» ARTICLE:
◆ ◆ ◆
Derivative financial instruments - The Company evaluates all of its financial instruments to determine if such instruments are derivatives or contain features that qualify as embedded derivatives. For derivative financial instruments that are accounted for as liabilities, the derivative instrument is initially recorded at its fair value and is then re-valued at each reporting date, with changes in the fair value reported in the consolidated statements of operations. For stock-based derivative financial instruments, the Company uses a Black-Scholes-Merton option pricing model to value the derivative instruments at inception and on subsequent valuation dates. The classification of derivative instruments, including whether such instruments should be recorded as liabilities or as equity, is evaluated at the end of each reporting period. Derivative instrument liabilities are classified in the balance sheet as current or non-current based on whether or not net-cash settlement of the derivative instrument could be required within twelve months of the balance sheet date.
◆ ◆ ◆
» STATED TASK 1: List every line in the entries below that contains the word "jersey", matching case exactly.

» LISTED ENTRIES:
◆ ◆ ◆
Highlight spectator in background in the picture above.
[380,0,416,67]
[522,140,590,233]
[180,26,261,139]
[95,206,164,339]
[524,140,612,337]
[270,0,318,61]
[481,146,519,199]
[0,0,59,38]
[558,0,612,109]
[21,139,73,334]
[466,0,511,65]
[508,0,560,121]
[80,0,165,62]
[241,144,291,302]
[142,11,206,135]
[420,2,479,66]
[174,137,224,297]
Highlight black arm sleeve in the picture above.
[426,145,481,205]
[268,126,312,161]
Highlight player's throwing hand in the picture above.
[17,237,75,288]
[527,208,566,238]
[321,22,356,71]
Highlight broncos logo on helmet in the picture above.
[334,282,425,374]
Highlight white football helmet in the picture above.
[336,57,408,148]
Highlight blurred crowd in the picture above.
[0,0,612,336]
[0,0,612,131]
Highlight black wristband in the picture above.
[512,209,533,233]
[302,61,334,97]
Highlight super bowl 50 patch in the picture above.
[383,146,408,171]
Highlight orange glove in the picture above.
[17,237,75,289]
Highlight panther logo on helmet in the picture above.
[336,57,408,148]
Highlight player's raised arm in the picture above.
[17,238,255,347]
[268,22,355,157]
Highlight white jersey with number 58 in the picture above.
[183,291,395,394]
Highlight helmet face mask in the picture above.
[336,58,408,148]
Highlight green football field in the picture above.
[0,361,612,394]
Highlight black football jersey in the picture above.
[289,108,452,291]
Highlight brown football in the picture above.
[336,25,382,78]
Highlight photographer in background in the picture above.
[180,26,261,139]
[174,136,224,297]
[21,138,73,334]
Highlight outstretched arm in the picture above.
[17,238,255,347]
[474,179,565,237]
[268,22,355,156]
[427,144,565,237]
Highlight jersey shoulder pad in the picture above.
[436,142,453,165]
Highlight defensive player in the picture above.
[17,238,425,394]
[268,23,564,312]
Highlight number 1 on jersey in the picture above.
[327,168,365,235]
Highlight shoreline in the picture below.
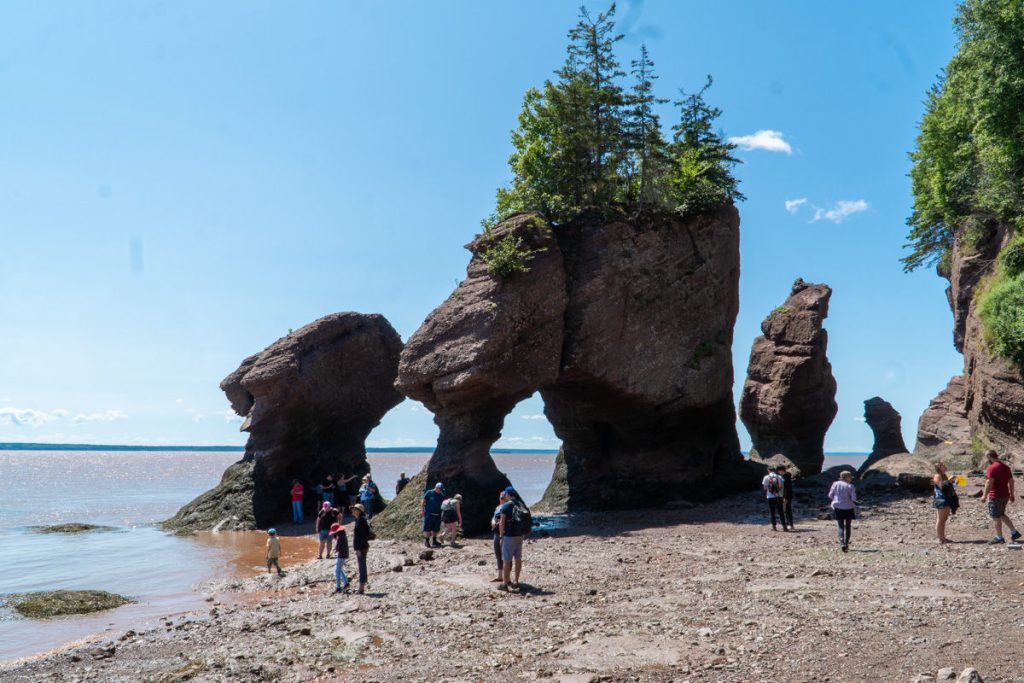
[0,477,1011,681]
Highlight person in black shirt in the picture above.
[775,465,793,531]
[352,503,370,593]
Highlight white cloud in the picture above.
[785,197,807,213]
[729,130,793,155]
[811,200,870,223]
[73,411,128,423]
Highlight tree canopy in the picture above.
[484,4,743,225]
[902,0,1024,271]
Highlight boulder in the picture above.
[739,280,839,476]
[382,207,755,536]
[165,312,401,530]
[913,375,979,470]
[860,396,907,472]
[860,453,935,493]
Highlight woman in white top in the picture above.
[828,471,857,553]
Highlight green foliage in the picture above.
[480,232,532,280]
[902,0,1024,271]
[489,4,743,224]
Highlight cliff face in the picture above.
[377,207,743,533]
[739,280,839,476]
[918,222,1024,462]
[167,312,401,530]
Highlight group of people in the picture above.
[761,451,1024,553]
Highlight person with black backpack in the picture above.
[498,486,534,592]
[761,468,790,531]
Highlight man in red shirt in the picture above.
[292,479,306,524]
[981,451,1021,546]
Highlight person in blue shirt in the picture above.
[420,481,444,548]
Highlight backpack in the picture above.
[505,500,534,536]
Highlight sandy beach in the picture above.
[0,479,1024,682]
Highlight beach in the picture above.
[2,478,1024,682]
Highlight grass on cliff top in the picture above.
[4,591,135,618]
[29,522,117,533]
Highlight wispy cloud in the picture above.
[785,197,807,213]
[811,200,870,223]
[729,130,793,155]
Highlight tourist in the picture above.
[316,502,340,560]
[420,481,444,548]
[828,470,857,553]
[981,451,1021,546]
[761,467,790,531]
[321,474,335,503]
[394,472,409,496]
[359,474,380,519]
[266,528,285,577]
[292,479,306,524]
[775,465,794,531]
[932,463,959,543]
[352,503,370,594]
[498,486,529,591]
[331,522,350,593]
[441,494,462,547]
[490,490,509,584]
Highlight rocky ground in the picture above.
[0,479,1024,682]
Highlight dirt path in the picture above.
[0,482,1024,682]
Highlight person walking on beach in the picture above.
[359,474,380,519]
[981,451,1021,546]
[498,486,530,591]
[266,528,285,577]
[331,522,351,593]
[932,463,959,543]
[490,490,509,584]
[828,470,857,553]
[441,494,462,547]
[352,503,370,594]
[775,465,794,531]
[761,468,790,531]
[292,479,306,524]
[420,481,444,548]
[316,502,339,559]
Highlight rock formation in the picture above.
[166,312,401,530]
[913,375,975,470]
[739,280,838,475]
[860,396,906,471]
[377,207,743,535]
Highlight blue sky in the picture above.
[0,0,963,452]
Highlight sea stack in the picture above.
[165,312,401,530]
[739,279,839,476]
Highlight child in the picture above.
[331,522,349,593]
[266,528,285,577]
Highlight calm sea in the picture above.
[0,451,864,661]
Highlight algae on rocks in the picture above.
[4,591,135,618]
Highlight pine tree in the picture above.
[668,76,744,214]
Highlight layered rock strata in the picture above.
[860,396,907,471]
[381,207,745,533]
[739,280,838,475]
[167,312,402,530]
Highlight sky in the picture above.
[0,0,963,452]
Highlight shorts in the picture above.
[502,536,522,562]
[988,498,1010,519]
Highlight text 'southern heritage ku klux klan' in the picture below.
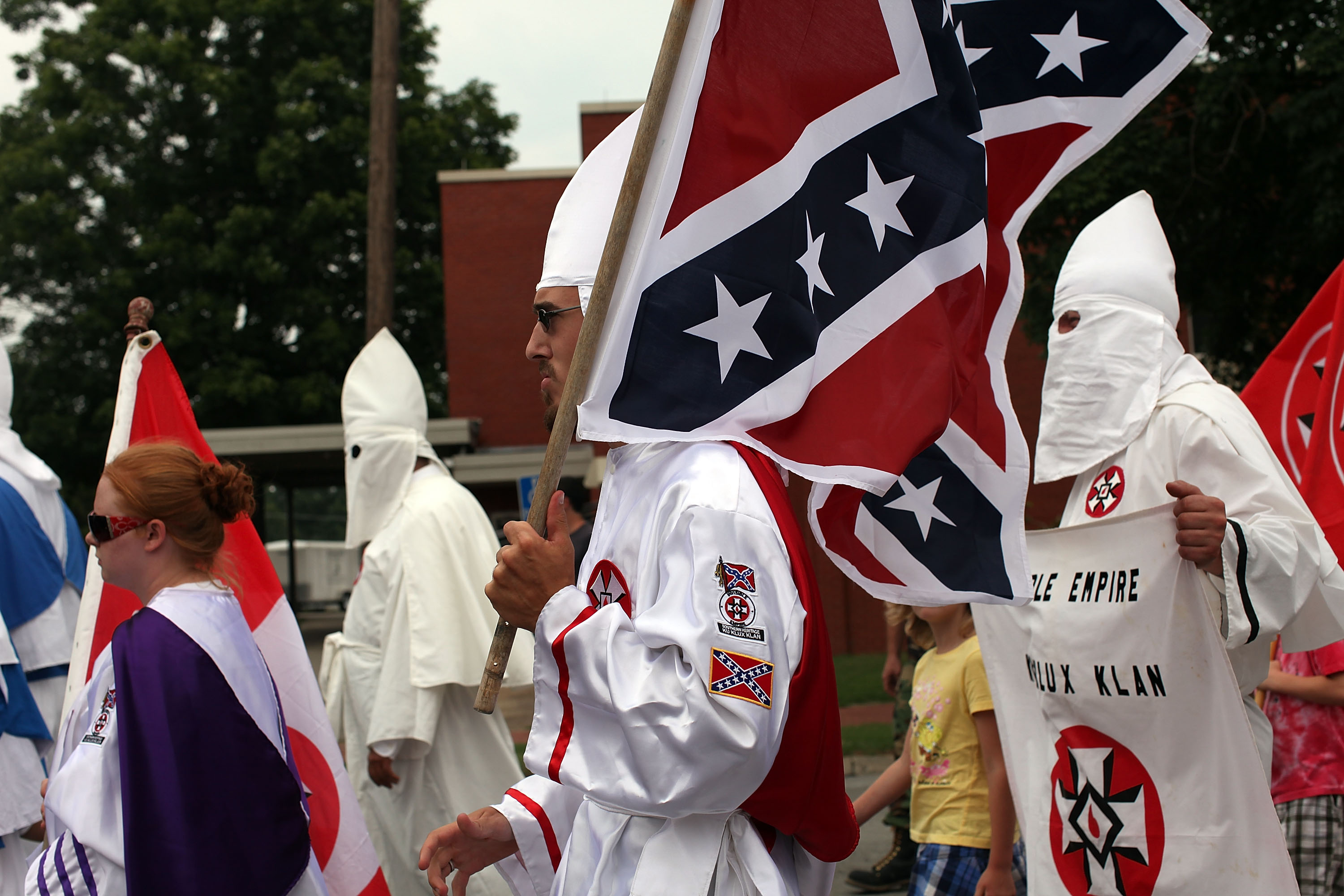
◆ ◆ ◆
» STATED TASK 2: In the text on derivative financial instruments, what model does the Company use to value stock-based derivative financial instruments?

» RIGHT ANSWER 1:
Highlight white jersey with number 58 in the picture above.
Highlight black football jersey in the picture above.
Highlight jersey shoulder pad in the picture above.
Highlight number 1 on jersey in the picture above.

» RIGHT ANSWER 2: A Black-Scholes-Merton option pricing model.